• [PASSAGE SHOWN]:

- - -

One essential question that should be answered is: why does G1 not collude with D1 (D2) and D3 simultaneously, in spite of the fact that finally collusion with D1 (D2) and D3 will occur? Or, perhaps it would be better to say, why does G1 collude with D1 (D2) and D3 one after the other?

As discussed in Section 4, congestion on the transmission line has a significant influence on collusion and creates an incentive for Genco and Disco to tacitly collude. As stated before, the test system consists of three zones. G1, D1, and D2 are located in the first zone, while D3 is located in the second one. These two zones are connected through Lines 4, 5, and 8. In order to evaluate the effect of line congestion on the decision-making process of D3, we assess power flows of lines that are congested when G1 colludes with D1 (D2).

Figure 10 shows flows of Lines 4 and 5 in Case A. As can be seen, when G1 begin to collude with D1 (Iteration 200), the flows of these lines increase, and when these lines are congested, D3 enters into collusion with G1. To examine the behavior of D3, a two-step test is performed; in each step, we increase the limit of one line to be uncongested when G1 colludes with D1, while the other line limit remains unchanged.

Step 1: f ^max (4) = 500 MW, f ^max (5) = 800 MW

Figure 11 shows flows of Lines 4 and 5 and behavior of players in this step. It can be seen from the figure that when Line 5 is uncongested, D3 still colludes with G1, which means that congestion on Line 5 does not have any influence on the behavior of D3.

- - -

• [STATED TASK A]:
Answer these questions from the collusion passage:
(i) How many zones make up the test system?
(ii) At which iteration does G1 begin to collude with D1 in Case A?
(iii) Which lines connect the first zone to the second?
• [STATED TASK B]: Return everything in the collusion passage from "Figure 10 shows" down to "behavior of D3.", copied word for word.

- - -

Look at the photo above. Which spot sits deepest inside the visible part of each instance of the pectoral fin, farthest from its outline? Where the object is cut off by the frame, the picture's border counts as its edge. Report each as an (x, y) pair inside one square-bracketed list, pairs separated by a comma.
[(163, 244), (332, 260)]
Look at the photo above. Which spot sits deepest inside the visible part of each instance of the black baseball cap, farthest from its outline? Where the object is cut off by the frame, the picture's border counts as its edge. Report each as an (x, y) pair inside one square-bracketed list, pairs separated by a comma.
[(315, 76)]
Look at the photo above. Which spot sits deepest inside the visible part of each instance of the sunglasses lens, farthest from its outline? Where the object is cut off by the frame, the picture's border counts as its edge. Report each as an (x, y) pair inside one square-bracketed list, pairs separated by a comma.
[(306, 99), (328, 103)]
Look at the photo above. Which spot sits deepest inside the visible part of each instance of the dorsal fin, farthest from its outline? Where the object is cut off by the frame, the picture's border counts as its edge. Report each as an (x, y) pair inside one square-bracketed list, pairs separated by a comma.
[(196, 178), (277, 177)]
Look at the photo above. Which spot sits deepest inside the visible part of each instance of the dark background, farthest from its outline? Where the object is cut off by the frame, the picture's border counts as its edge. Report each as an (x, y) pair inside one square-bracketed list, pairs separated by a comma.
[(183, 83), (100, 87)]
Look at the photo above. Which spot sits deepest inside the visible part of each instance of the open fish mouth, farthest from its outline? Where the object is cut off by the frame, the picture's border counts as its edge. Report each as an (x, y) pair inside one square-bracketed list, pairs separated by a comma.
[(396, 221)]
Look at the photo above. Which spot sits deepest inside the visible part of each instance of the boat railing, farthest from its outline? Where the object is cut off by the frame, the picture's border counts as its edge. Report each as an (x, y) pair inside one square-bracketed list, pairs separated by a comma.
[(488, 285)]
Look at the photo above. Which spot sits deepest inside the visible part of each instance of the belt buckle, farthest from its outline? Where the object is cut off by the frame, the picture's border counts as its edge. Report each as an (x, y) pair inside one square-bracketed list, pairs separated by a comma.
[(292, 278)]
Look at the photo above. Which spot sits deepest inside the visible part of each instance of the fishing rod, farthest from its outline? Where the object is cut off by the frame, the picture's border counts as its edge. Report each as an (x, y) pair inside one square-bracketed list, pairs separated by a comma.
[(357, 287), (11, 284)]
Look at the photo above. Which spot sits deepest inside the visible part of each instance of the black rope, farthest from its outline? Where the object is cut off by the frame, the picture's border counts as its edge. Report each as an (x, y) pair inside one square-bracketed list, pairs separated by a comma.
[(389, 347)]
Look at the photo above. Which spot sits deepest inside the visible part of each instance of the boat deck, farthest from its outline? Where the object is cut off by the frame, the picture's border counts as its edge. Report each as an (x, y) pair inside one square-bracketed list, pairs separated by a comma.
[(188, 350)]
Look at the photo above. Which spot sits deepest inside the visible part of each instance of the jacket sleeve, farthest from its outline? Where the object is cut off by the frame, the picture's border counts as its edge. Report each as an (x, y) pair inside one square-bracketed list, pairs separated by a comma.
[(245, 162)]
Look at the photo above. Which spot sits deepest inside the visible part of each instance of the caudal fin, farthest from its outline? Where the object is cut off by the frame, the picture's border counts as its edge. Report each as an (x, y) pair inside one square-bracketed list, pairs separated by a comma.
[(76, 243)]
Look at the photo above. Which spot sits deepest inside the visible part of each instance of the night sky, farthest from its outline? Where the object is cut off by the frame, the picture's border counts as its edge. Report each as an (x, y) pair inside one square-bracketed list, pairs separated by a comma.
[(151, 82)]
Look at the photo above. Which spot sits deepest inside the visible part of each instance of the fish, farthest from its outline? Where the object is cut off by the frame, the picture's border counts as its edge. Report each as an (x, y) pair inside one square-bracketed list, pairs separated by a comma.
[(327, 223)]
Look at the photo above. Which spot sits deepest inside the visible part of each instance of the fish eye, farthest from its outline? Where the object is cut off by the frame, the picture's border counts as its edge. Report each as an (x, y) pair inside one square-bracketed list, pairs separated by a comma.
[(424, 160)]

- - -

• [WRITTEN RESPONSE A]:
(i) Three.
(ii) Iteration 200.
(iii) Lines 4, 5, and 8.

• [WRITTEN RESPONSE B]:
Figure 10 shows flows of Lines 4 and 5 in Case A. As can be seen, when G1 begin to collude with D1 (Iteration 200), the flows of these lines increase, and when these lines are congested, D3 enters into collusion with G1. To examine the behavior of D3, a two-step test is performed; in each step, we increase the limit of one line to be uncongested when G1 colludes with D1, while the other line limit remains unchanged.

Step 1: f ^max (4) = 500 MW, f ^max (5) = 800 MW

Figure 11 shows flows of Lines 4 and 5 and behavior of players in this step. It can be seen from the figure that when Line 5 is uncongested, D3 still colludes with G1, which means that congestion on Line 5 does not have any influence on the behavior of D3.